◆ **REQUIREMENT 1**: Write out the passage from "From these all" to "for better performance?" in the forum thread on language analyzers below.

◆ **PAGE**:
I am facing the same problem but not able to decide which option to use.
I have one Document having id,name,description,datetime,userid fields.
From these all fields only 2 fields name,description can be in any
languages english, german etc.
Can you please explain following sentence with example? or suggest me
what approach I will follow for better performance?
How about using a single field called x using the standard analyzer, and
x_[langId] for each language? You can use dynamic mapping to automatically
map analysis parameters for *_en, or *_de etc.
Please give an example for automatically map analysis.
I have to use Java API for this. So is it possible with Java API?
On Wednesday, March 7, 2012 4:58:17 PM UTC+5:30, kimchy wrote:
It makes sense, the problem with using different analyzers on the same
field is that all those tokens, from the different languages, end up under
the same field, so its "kindda dirty". How about using a single field
called x using the standard analyzer, and x_[langId] for each language? You
can use dynamic mapping to automatically map analysis parameters for *_en,
or *_de (and so on, see more here under dynamic templates:
On Tuesday, March 6, 2012 at 11:17 PM, barnybug wrote:
Thanks for the response.
Currently we're indexing a set of documents in different languages and
using _analyzer mapping to determine the per doc stemming analyzer.

◆ **RECORDS**:

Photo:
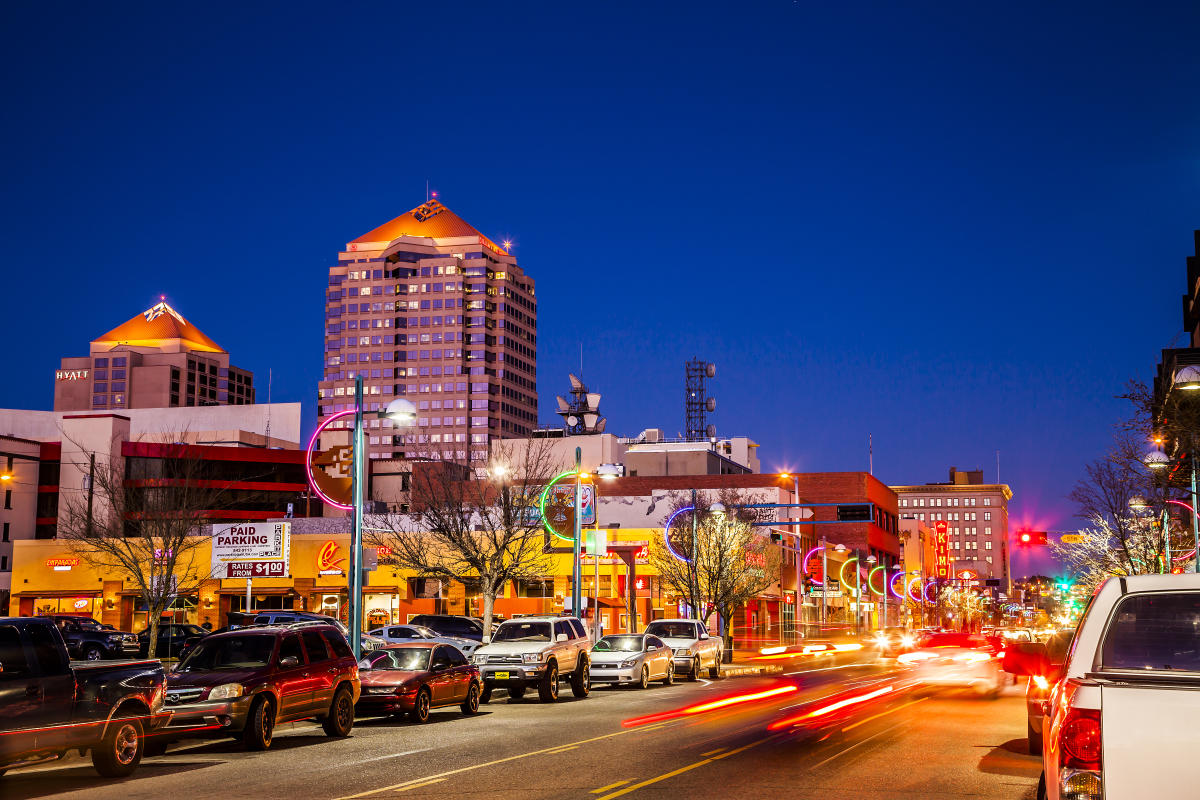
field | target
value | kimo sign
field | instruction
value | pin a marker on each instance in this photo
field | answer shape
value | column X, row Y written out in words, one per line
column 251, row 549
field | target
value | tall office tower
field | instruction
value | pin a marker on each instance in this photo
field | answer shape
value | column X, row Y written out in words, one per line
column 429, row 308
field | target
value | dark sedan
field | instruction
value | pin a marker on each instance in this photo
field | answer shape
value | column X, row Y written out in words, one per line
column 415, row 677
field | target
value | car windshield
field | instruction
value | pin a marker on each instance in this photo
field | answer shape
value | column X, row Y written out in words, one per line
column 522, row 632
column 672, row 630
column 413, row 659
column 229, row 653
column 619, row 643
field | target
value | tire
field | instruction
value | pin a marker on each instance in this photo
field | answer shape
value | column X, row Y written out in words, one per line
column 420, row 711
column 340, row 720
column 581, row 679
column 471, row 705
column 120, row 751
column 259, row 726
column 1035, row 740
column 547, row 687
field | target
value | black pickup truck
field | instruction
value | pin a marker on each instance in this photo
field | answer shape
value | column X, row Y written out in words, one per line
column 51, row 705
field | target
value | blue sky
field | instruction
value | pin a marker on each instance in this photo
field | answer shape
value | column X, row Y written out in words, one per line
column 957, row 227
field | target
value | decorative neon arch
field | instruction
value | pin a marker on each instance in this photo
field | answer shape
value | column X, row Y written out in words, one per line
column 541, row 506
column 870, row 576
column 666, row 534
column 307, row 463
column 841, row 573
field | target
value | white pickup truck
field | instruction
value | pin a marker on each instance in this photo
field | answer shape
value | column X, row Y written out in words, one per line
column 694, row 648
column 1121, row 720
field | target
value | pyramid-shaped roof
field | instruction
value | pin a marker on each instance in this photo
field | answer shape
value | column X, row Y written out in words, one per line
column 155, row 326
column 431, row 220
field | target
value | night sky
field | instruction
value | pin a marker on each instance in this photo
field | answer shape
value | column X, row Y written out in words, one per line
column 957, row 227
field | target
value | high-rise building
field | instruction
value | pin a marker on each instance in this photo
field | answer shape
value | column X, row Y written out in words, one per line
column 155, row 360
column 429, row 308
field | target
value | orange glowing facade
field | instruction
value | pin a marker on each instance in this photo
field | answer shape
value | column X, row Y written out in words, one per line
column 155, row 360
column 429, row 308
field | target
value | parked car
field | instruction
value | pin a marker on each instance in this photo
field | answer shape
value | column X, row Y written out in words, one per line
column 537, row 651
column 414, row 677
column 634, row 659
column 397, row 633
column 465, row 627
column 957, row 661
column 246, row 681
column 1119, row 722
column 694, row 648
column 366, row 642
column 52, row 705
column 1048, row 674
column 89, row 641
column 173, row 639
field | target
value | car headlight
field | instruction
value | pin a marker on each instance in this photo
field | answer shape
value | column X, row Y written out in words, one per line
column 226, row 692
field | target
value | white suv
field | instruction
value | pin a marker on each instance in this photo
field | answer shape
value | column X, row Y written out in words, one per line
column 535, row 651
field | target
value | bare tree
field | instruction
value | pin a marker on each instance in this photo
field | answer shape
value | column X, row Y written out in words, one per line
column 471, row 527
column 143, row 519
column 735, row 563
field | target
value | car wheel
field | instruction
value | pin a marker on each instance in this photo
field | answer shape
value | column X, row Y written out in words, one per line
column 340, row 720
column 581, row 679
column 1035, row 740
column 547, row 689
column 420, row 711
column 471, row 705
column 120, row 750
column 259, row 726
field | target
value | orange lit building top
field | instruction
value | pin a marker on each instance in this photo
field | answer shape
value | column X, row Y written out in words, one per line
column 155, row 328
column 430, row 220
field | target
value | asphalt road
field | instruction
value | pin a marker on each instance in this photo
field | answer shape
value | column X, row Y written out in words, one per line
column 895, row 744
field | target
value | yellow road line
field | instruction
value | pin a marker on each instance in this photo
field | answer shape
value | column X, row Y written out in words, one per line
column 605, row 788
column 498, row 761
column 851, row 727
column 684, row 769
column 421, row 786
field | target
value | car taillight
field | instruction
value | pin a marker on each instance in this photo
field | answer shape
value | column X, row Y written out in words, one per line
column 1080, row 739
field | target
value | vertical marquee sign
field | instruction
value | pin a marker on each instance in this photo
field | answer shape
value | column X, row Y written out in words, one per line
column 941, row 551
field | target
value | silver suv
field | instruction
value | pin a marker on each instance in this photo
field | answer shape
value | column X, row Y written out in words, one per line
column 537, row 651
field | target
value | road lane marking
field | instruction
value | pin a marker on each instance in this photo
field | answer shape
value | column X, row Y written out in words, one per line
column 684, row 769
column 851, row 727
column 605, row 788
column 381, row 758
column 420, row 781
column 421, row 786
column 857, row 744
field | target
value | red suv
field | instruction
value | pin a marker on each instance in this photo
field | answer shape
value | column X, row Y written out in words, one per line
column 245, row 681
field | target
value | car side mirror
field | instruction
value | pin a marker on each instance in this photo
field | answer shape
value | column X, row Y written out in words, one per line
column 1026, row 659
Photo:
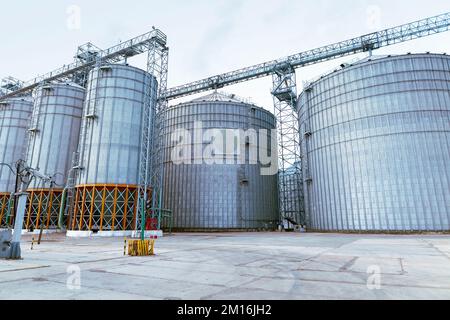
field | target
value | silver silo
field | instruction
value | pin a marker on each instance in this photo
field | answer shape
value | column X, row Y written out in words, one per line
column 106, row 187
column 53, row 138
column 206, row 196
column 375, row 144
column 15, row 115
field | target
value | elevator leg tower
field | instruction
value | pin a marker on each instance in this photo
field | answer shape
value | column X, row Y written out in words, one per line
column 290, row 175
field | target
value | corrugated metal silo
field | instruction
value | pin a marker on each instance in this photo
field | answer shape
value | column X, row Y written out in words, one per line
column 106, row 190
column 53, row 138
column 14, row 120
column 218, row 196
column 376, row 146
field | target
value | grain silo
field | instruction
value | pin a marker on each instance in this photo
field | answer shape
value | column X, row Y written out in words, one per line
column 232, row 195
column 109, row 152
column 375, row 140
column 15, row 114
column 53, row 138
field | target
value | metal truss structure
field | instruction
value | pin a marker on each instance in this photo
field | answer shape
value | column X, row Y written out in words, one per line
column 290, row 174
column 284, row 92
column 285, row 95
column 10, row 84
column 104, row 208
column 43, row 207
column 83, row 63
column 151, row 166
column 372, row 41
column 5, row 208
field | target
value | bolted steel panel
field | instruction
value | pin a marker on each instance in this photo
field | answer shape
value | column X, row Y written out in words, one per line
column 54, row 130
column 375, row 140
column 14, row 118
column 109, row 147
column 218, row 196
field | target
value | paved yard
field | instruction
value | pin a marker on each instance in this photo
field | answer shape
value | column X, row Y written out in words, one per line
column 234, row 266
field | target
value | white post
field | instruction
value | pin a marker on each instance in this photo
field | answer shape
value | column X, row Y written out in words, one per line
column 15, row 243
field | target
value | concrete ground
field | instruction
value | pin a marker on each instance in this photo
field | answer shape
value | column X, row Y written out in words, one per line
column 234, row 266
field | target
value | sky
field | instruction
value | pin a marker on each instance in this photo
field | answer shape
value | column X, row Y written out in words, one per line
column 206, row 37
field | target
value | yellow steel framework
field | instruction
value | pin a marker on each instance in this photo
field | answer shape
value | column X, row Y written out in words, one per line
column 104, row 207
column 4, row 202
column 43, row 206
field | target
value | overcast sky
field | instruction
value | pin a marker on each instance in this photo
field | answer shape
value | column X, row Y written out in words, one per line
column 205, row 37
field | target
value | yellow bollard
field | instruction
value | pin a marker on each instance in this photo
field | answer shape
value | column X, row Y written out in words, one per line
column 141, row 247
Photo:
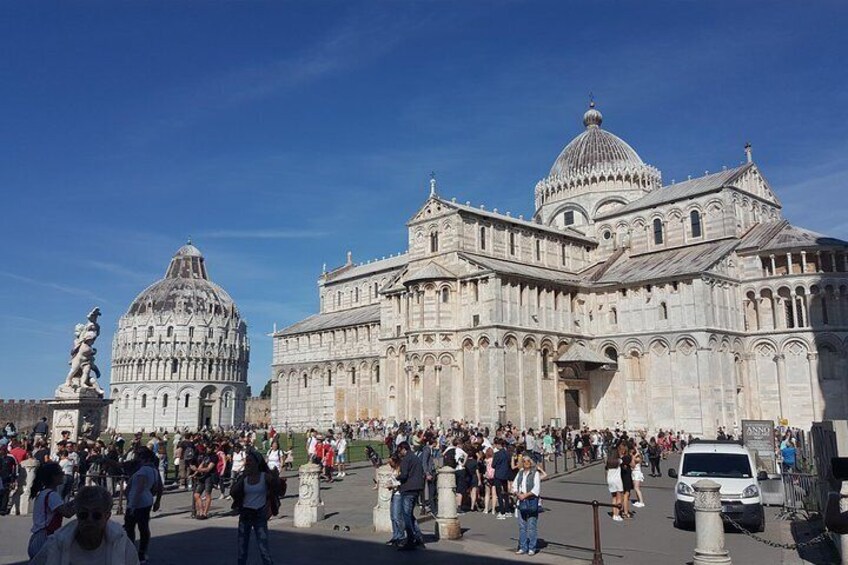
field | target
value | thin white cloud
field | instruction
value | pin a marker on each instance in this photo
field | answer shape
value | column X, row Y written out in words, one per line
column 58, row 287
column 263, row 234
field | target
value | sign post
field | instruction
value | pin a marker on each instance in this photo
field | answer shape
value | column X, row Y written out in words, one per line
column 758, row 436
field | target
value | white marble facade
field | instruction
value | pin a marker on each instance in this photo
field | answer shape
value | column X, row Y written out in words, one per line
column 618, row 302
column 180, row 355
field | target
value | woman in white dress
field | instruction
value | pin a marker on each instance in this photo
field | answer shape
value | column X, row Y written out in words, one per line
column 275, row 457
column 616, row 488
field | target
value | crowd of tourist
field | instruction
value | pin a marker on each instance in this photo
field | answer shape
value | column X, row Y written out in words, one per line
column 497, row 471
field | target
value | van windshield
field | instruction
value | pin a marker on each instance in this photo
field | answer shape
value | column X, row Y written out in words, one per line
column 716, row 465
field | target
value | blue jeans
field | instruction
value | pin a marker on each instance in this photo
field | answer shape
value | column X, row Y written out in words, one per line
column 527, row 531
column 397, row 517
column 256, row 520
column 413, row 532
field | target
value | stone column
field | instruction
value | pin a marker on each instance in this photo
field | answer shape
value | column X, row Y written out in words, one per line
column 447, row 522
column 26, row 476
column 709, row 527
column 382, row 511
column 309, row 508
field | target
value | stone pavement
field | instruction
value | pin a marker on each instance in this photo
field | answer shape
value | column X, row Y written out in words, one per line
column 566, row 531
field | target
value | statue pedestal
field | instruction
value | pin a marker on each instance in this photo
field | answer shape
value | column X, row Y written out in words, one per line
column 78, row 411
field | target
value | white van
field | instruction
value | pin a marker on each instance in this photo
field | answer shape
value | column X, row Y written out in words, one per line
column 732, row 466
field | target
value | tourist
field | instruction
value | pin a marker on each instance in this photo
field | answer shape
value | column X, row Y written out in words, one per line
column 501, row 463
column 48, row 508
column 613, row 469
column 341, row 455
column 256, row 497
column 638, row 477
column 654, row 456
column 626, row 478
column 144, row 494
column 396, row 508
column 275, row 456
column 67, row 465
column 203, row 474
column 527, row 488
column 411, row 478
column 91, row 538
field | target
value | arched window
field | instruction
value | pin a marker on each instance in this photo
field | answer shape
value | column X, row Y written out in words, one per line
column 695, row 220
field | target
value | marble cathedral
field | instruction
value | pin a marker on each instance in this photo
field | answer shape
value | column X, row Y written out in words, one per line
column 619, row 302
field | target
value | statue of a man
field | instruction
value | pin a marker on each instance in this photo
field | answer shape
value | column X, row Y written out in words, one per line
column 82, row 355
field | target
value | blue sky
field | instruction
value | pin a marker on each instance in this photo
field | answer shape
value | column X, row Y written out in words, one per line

◆ **REQUIREMENT 2**: Pick out every line in the rows above that contains the word "yellow", matching case exactly.

◆ **ANSWER 1**:
From these all fields only 2 fields name,description can be in any
languages english, german etc.
Can you please explain following sentence with example? or suggest me
what approach I will follow for better performance?

◆ **ANSWER 2**:
value | yellow road line
value | yellow steel framework
value | yellow bollard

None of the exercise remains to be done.